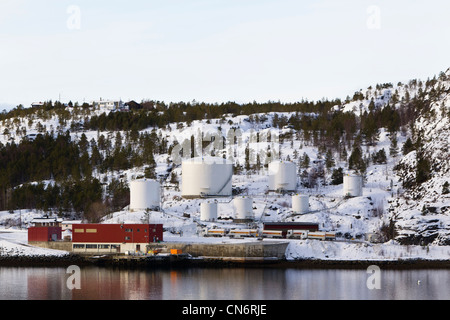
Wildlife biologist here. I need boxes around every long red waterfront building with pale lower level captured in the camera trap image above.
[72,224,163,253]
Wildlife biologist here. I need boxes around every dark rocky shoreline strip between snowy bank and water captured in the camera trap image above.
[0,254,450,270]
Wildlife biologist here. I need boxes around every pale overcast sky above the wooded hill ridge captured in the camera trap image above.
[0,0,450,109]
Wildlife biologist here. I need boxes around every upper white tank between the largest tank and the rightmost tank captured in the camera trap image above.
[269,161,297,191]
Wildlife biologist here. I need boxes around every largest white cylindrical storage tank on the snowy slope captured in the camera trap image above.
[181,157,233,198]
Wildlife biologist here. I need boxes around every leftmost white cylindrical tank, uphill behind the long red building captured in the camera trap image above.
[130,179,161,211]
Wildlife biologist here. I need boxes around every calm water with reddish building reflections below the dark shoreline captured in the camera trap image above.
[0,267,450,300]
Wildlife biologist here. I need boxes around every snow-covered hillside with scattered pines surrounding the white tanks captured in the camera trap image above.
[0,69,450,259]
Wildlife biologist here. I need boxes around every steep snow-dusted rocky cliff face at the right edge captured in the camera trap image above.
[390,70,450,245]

--

Your reply should be a verbatim retyping of the lines from the one that holds "Wildlife biologist here. I need boxes around every snow-covered" through the last line of the entries.

Wildlife biologist here. I need boxes around every snow-covered hillside with scattered pines surrounding the white tanks captured in the camera trap image above.
[0,69,450,259]
Wildlife biologist here. I need boxes around every steep snow-dusted rocky cliff face at the right edge captured in the camera trap image above.
[390,70,450,245]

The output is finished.